Page 1 of 2

PHP CSV Utilities

Posted: Fri Mar 14, 2008 10:10 pm
by Luke
Tar and zip files are available via attachment (see below)

I am preparing to release version 0.2 of my csv library which I have tentatively named PHP CSV Utilities. I would like to come up with a less boring name, but haven't been able to think of anything. One of the main reasons I wrote the library is to learn the ins and outs of the release cycle. I've never really released a software package before so I picked a relatively easy problem to solve and solved it :)

So, for those of you who are interested, I'd like for you to do any / all of the following:

1) Let me know what version of PHP you are using and whether or not you had any issues. You can verify this by running its unit test in the tests folder. I have only tested it on version 5.2.4 and that is pretty bleeding edge. I know Csv_Reader_String will not work on versions less than 5.1 because it makes use of the php://temp input stream, but that's as much as I know. I don't plan on writing a PHP4 compatible version. PHP4 is for the birds! :P

2) Are there any interface issues you have with it? What do you like about it? What do you dislike about it? Is there anything that is confusing or just plain nonsensical?

3) What would you like to see in the next version?

4) Are there any Csv_Dialect classes you can think of that would be useful (so far I have one for excel, and there are plans for google docs and open office)

**BRIEF 1**
From the forum post about PHP CSV Utilities, list every program or service named as having a Csv_Dialect class, whether already written or planned.
**BRIEF 2**
Carry on writing the forum post about PHP CSV Utilities, starting right after its last sentence.

**INFORMATION SUPPLIED**
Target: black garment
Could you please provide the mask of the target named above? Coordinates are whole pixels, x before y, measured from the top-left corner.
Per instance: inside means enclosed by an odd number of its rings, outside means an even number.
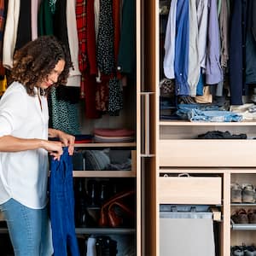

**EXERCISE RESPONSE 1**
excel, google docs, open office

**EXERCISE RESPONSE 2**
5) Are there any implementation improvements I can make? I happen to know that several of the methods can me optimized because I sort of rushed through them. I will eventually go back and optimize, but help from you would make that process that much easier.

6) Test that all of the components (especially Csv_Sniffer) return the right results MOST of the time (since csv files are notoriously malformed, I can't expect 100% accuracy)

What does this library do?

Provides an object-oriented (php5) interface to read and write basically any delimited data. Although I call it a csv library, it is very flexible as far as format goes. To read a csv file, there are several methods you can use. It implements the SPL interface Iterator as well as Countable

Code: Select all

try {
    $reader = new Csv_Reader("./data/orders.csv");
    foreach ($reader as $row) {
        list($orderid, $orderdate, $ordertotal, $customername, $etc) = $row;
        // do something with data
    }
} catch (Csv_Exception_FileNotFound $e) {
    printf("<p class=\"error\">%s</p>", $e->getMessage());
}
 
OR (skipped the exceptions stuff here for brevity)

Code: Select all

$reader = new Csv_Reader("./data/orders.csv");
$reader->getRow(); // gets header (first row)
while ($row = $reader->getRow()) {
    // do something with row
}
OR

Code: Select all

$reader = new Csv_Reader("./data/orders.csv");
while ($row = $reader->current()) {
    // do something with row
    $reader->next();
}
Writing to a csv file is really easy (skipped exception stuff for brevity)

Code: Select all

$writer = new Csv_Writer("./data/orders.csv");
foreach ($data as $row) {
    if (count($row) == 12) {
        $writer->writeRow($row);
    }
}
// if you have data in an array and you simply want to write it all to a csv file, use writeRows() instead
$writer->writeRows($data);
$writer->close(); // writes the file and closes the resource (also gets called in __destruct()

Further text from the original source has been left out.